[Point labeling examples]
━━━━━━━━━━━━━━━━

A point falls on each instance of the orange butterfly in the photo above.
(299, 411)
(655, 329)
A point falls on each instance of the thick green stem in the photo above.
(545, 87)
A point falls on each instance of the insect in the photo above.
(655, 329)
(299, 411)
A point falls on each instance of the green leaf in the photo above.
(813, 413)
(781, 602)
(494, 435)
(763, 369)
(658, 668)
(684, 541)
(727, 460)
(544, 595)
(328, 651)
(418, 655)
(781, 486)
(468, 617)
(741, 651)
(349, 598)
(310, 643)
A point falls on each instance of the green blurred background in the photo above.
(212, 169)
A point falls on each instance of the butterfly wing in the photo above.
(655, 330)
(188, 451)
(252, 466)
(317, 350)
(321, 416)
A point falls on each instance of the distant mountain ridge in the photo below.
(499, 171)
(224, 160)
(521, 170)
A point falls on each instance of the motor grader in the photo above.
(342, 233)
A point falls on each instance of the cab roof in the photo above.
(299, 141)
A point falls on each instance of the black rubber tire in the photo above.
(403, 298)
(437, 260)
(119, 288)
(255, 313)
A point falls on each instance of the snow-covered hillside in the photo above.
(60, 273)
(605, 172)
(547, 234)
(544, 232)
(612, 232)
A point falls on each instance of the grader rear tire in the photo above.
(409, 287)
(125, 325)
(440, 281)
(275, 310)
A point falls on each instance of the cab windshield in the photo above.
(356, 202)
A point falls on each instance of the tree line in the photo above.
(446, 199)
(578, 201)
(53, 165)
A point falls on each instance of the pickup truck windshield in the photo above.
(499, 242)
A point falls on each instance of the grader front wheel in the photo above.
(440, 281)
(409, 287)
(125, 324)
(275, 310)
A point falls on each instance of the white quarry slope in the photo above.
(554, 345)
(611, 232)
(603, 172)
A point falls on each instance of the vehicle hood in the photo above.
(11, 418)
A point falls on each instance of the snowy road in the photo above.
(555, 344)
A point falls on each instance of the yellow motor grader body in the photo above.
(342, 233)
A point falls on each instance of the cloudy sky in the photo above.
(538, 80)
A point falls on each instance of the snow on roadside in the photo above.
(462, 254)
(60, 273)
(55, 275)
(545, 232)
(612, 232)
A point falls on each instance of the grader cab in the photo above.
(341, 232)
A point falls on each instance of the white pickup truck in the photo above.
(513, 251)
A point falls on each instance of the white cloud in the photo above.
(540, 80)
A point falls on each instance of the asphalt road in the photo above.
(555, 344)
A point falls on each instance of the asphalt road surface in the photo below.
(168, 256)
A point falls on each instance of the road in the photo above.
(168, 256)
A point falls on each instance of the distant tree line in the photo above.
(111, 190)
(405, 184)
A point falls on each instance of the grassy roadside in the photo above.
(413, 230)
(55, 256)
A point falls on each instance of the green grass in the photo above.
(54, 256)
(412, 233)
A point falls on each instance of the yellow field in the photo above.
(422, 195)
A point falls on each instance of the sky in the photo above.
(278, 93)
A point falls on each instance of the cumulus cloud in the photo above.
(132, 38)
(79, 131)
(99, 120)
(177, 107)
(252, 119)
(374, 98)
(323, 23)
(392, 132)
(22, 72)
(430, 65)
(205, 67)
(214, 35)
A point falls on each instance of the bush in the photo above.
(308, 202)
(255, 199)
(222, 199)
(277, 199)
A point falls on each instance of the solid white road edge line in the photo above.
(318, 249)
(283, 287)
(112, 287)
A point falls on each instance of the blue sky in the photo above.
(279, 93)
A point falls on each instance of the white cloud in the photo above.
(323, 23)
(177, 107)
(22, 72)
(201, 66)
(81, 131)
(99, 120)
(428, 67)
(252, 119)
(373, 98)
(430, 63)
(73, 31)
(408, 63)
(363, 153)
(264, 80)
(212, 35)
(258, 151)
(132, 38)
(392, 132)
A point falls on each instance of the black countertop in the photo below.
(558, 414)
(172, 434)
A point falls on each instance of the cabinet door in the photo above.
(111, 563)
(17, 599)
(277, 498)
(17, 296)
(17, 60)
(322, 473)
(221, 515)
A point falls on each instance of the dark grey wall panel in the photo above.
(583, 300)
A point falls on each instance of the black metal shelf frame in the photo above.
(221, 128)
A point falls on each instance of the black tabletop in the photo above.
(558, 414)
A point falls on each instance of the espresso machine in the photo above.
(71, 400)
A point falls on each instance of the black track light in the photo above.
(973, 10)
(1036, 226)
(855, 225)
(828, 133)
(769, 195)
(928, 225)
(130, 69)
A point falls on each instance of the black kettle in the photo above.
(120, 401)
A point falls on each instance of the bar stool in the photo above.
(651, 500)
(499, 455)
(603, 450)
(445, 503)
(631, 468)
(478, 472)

━━━━━━━━━━━━━━━━

*Aim of the task*
Please quote the records above exactly, without skipping a line.

*Answer to this task*
A point falls on each instance of the orange butterfly in the photo above.
(299, 411)
(655, 329)
A point falls on each instance of the thick green stem in the photo above.
(545, 87)
A point falls on each instance of the insect in the photo above.
(655, 329)
(299, 411)
A point falls on each instance of the green leaf in the photo above.
(813, 413)
(781, 602)
(494, 435)
(763, 369)
(658, 668)
(684, 541)
(727, 460)
(544, 595)
(328, 651)
(418, 655)
(781, 486)
(468, 617)
(741, 651)
(349, 598)
(310, 643)
A point falls on each instance of the green blurred background in the photo above.
(212, 169)
A point falls on each instance of the butterfly wing in the photo above.
(655, 330)
(188, 451)
(252, 466)
(317, 350)
(321, 416)
A point falls on each instance of the distant mountain ridge in the photo below.
(499, 171)
(224, 160)
(521, 170)
A point falls on each instance of the motor grader in the photo above.
(342, 233)
A point falls on each instance of the cab roof in the photo above.
(299, 141)
A point falls on each instance of the black rubber tire in the photo above.
(403, 298)
(437, 260)
(119, 288)
(255, 313)
A point falls on each instance of the snow-covered hillside in the photo above.
(60, 273)
(605, 172)
(547, 234)
(544, 232)
(612, 232)
A point falls on each instance of the grader rear tire in the photo above.
(409, 287)
(125, 325)
(440, 281)
(275, 310)
A point falls on each instance of the cab windshield in the photo above.
(356, 202)
A point falls on each instance of the tree line in the photo above.
(446, 199)
(578, 201)
(53, 165)
A point falls on each instance of the pickup truck windshield in the photo above.
(499, 242)
A point falls on each instance of the grader front wheel in the photo above.
(440, 281)
(409, 287)
(125, 324)
(275, 310)
A point falls on each instance of the white quarry slope in the photo above.
(554, 345)
(611, 232)
(603, 172)
A point falls on each instance of the vehicle hood in the photo above.
(11, 418)
A point falls on each instance of the snowy road in the photo above.
(555, 344)
A point falls on each instance of the yellow motor grader body in the photo above.
(342, 233)
A point falls on each instance of the cloudy sky in the photo above.
(538, 80)
A point falls on each instance of the snow on roadside in the photo above.
(462, 254)
(60, 273)
(55, 275)
(545, 232)
(612, 232)
A point falls on each instance of the grader cab in the photo above.
(341, 232)
A point falls on each instance of the white pickup truck in the photo above.
(513, 251)
A point falls on each instance of the white cloud in the photo above.
(540, 80)
A point falls on each instance of the asphalt road in the photo above.
(555, 344)
A point falls on each instance of the asphalt road surface in the photo below.
(168, 256)
A point falls on each instance of the road in the photo above.
(168, 256)
A point falls on each instance of the distant tree line in the photo above.
(111, 190)
(405, 184)
A point falls on each instance of the grassy roadside in the photo above.
(413, 230)
(55, 256)
A point falls on each instance of the green grass in the photo above.
(54, 256)
(412, 233)
A point falls on each instance of the yellow field in the photo above.
(422, 195)
A point falls on each instance of the sky in the photo above.
(278, 93)
A point falls on each instance of the cumulus cloud in the photo above.
(132, 38)
(79, 131)
(99, 120)
(177, 107)
(252, 119)
(374, 98)
(323, 23)
(392, 132)
(22, 72)
(430, 65)
(205, 67)
(214, 35)
A point falls on each instance of the bush in the photo above.
(308, 202)
(255, 199)
(222, 199)
(277, 199)
A point falls on each instance of the solid white road edge line in the photo above.
(318, 249)
(283, 287)
(112, 287)
A point falls on each instance of the blue sky in the photo above.
(279, 93)
A point falls on each instance of the white cloud in the photo above.
(323, 23)
(177, 107)
(22, 72)
(201, 66)
(81, 131)
(99, 120)
(428, 67)
(252, 119)
(373, 98)
(430, 63)
(73, 31)
(408, 63)
(363, 153)
(264, 80)
(212, 35)
(258, 151)
(132, 38)
(392, 132)
A point falls on each instance of the black countertop in the photo below.
(558, 414)
(172, 434)
A point falls on each instance of the cabinet door in the photo above.
(111, 563)
(17, 599)
(277, 498)
(17, 296)
(17, 60)
(322, 473)
(221, 515)
A point falls on each instance of the dark grey wall panel in the photo above.
(583, 300)
A point falls on each instance of the black metal shelf frame in the photo above.
(221, 128)
A point falls on each instance of the black tabletop in the photo above.
(558, 414)
A point falls on each instance of the espresso machine in the photo above.
(71, 400)
A point falls on each instance of the black track light in the photo above.
(973, 10)
(1036, 226)
(855, 225)
(828, 133)
(769, 195)
(928, 225)
(130, 69)
A point falls on each instance of the black kettle in the photo above.
(120, 401)
A point falls on each instance of the bar stool in the photo above.
(651, 500)
(499, 455)
(603, 450)
(445, 503)
(631, 468)
(478, 472)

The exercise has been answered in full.